Extracted records Start Marker

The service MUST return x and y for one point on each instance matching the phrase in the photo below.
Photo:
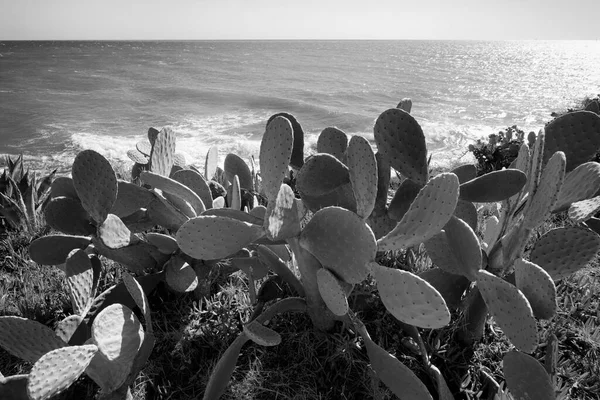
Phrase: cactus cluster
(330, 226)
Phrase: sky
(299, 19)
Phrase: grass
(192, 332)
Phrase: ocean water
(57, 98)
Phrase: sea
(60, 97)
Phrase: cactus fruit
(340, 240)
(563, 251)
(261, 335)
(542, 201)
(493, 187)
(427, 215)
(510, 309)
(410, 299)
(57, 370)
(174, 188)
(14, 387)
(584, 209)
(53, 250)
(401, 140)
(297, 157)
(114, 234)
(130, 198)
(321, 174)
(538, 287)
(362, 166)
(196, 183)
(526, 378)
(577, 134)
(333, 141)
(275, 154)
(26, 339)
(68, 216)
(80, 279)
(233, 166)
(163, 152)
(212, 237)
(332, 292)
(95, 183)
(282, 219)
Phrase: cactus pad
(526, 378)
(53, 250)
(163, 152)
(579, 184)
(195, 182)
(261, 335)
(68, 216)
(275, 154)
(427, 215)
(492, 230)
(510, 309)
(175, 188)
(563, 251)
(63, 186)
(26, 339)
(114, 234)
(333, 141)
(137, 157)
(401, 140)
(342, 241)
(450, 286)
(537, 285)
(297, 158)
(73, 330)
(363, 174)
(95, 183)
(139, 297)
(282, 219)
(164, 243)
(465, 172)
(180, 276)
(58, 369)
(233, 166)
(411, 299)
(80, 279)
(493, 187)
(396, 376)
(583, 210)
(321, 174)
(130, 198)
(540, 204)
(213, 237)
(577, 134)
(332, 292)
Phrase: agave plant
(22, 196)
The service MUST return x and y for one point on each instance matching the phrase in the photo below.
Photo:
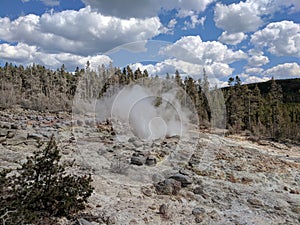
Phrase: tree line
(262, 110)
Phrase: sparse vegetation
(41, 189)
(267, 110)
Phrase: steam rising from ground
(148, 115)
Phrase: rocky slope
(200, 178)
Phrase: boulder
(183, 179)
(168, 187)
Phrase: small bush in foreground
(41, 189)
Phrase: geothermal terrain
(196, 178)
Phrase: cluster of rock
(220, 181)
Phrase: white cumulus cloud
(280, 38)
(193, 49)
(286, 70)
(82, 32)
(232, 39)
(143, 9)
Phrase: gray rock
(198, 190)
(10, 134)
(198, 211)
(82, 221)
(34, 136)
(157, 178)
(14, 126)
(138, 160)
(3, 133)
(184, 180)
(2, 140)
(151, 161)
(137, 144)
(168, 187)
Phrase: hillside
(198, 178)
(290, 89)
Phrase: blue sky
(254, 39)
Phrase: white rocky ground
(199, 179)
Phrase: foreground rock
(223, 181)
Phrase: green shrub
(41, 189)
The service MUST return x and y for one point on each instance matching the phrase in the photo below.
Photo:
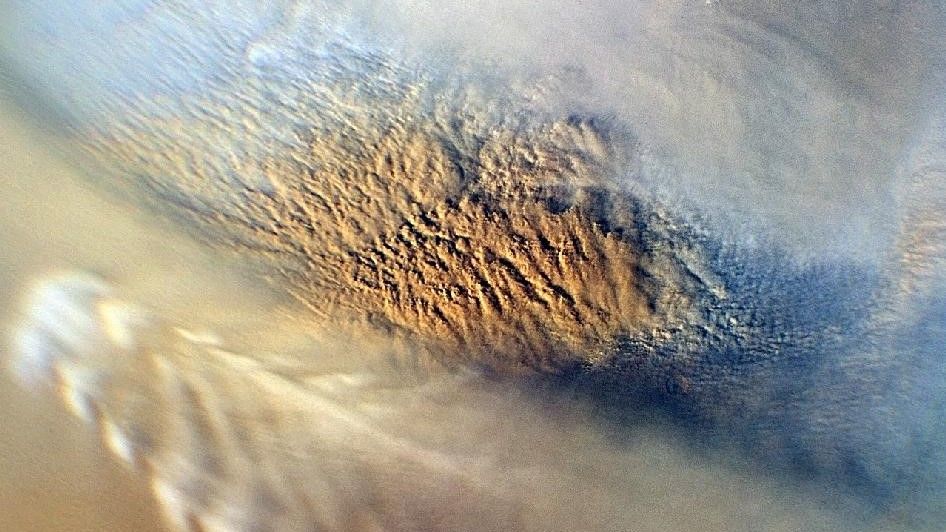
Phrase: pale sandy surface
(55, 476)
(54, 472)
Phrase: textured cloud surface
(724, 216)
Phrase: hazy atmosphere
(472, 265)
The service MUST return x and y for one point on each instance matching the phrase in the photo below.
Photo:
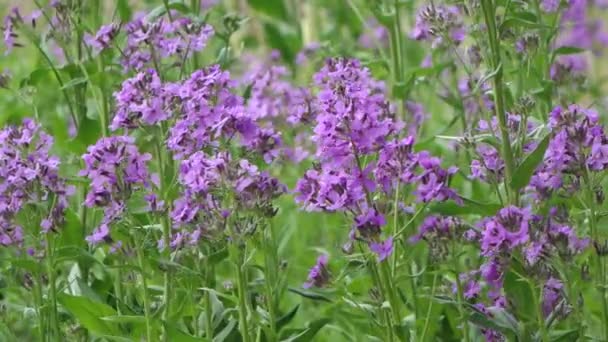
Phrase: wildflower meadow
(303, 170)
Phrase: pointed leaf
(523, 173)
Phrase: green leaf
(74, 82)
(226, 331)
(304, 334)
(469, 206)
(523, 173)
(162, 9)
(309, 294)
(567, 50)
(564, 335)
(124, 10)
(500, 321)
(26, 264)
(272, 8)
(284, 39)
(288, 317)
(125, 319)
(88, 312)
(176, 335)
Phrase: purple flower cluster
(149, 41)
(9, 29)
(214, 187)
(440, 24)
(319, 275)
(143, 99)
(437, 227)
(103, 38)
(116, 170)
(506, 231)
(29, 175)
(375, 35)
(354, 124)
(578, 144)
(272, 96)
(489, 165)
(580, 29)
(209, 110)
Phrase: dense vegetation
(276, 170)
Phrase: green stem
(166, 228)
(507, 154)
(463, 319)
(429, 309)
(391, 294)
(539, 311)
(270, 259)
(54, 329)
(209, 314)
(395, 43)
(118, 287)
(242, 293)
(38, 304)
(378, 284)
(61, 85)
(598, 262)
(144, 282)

Extracted records End Marker

→ Exercise brief
Copy out the whole listing word for word, except for any picture it includes.

→ Completed task
The service MUST return x and y for one point on each instance matching the phrase in the photo below.
Photo:
Phrase: cactus cluster
(330, 226)
Phrase: sky
(299, 19)
Phrase: grass
(192, 332)
Phrase: ocean water
(57, 98)
Phrase: sea
(60, 97)
Phrase: cactus fruit
(340, 240)
(563, 251)
(261, 335)
(542, 201)
(493, 187)
(427, 215)
(510, 309)
(410, 299)
(57, 370)
(174, 188)
(14, 387)
(584, 209)
(53, 250)
(401, 140)
(297, 157)
(114, 234)
(130, 198)
(321, 174)
(538, 287)
(362, 166)
(196, 183)
(526, 378)
(577, 134)
(333, 141)
(275, 154)
(26, 339)
(68, 216)
(80, 279)
(233, 166)
(163, 152)
(212, 237)
(332, 292)
(95, 183)
(282, 219)
Phrase: cactus pad
(526, 378)
(53, 250)
(163, 152)
(579, 184)
(195, 182)
(261, 335)
(68, 216)
(275, 154)
(427, 215)
(492, 230)
(510, 309)
(175, 188)
(563, 251)
(63, 186)
(26, 339)
(114, 234)
(333, 141)
(137, 157)
(401, 140)
(342, 241)
(450, 286)
(537, 285)
(297, 158)
(73, 330)
(363, 174)
(95, 183)
(139, 297)
(282, 219)
(164, 243)
(465, 172)
(180, 276)
(58, 369)
(233, 166)
(411, 299)
(80, 279)
(493, 187)
(396, 376)
(583, 210)
(321, 174)
(130, 198)
(540, 204)
(213, 237)
(577, 134)
(332, 292)
Phrase: agave plant
(22, 196)
The service MUST return x and y for one point on each instance matching the phrase in the photo below.
Photo:
Phrase: tree line
(262, 110)
Phrase: sparse vegetation
(41, 189)
(267, 110)
Phrase: steam rising from ground
(148, 115)
Phrase: rocky slope
(200, 178)
Phrase: boulder
(183, 179)
(168, 187)
Phrase: small bush in foreground
(41, 189)
Phrase: geothermal terrain
(196, 178)
Phrase: cluster of rock
(220, 181)
Phrase: white cumulus cloud
(280, 38)
(193, 49)
(286, 70)
(82, 32)
(232, 39)
(143, 9)
Phrase: gray rock
(198, 190)
(10, 134)
(198, 211)
(82, 221)
(34, 136)
(157, 178)
(14, 126)
(138, 160)
(3, 133)
(184, 180)
(2, 140)
(151, 161)
(137, 144)
(168, 187)
Phrase: hillside
(198, 178)
(290, 89)
Phrase: blue sky
(254, 39)
Phrase: white rocky ground
(199, 179)
Phrase: foreground rock
(223, 181)
Phrase: green shrub
(41, 189)
The service MUST return x and y for one point on each instance matching the phrase in the photo below.
Photo:
Phrase: pale sandy surface
(55, 476)
(54, 472)
Phrase: textured cloud surface
(724, 216)
Phrase: hazy atmosphere
(472, 265)
The service MUST return x and y for one point on each instance matching the phrase in the photo below.
Photo:
Phrase: wildflower meadow
(303, 170)
Phrase: pointed leaf
(523, 173)
Phrase: green leaf
(74, 82)
(226, 331)
(304, 334)
(469, 206)
(523, 173)
(162, 9)
(309, 294)
(567, 50)
(564, 335)
(124, 10)
(500, 321)
(26, 264)
(272, 8)
(284, 39)
(288, 317)
(125, 319)
(88, 312)
(176, 335)
Phrase: purple flower cluster
(149, 41)
(9, 29)
(214, 187)
(440, 24)
(319, 275)
(143, 99)
(437, 227)
(103, 38)
(116, 170)
(506, 231)
(29, 175)
(375, 35)
(354, 124)
(578, 144)
(272, 96)
(489, 165)
(580, 29)
(209, 110)
Phrase: dense vegetation
(276, 170)
Phrase: green stem
(166, 228)
(507, 154)
(463, 319)
(429, 309)
(391, 294)
(539, 311)
(270, 259)
(54, 329)
(209, 314)
(395, 43)
(118, 287)
(242, 293)
(38, 304)
(378, 284)
(61, 85)
(598, 262)
(144, 282)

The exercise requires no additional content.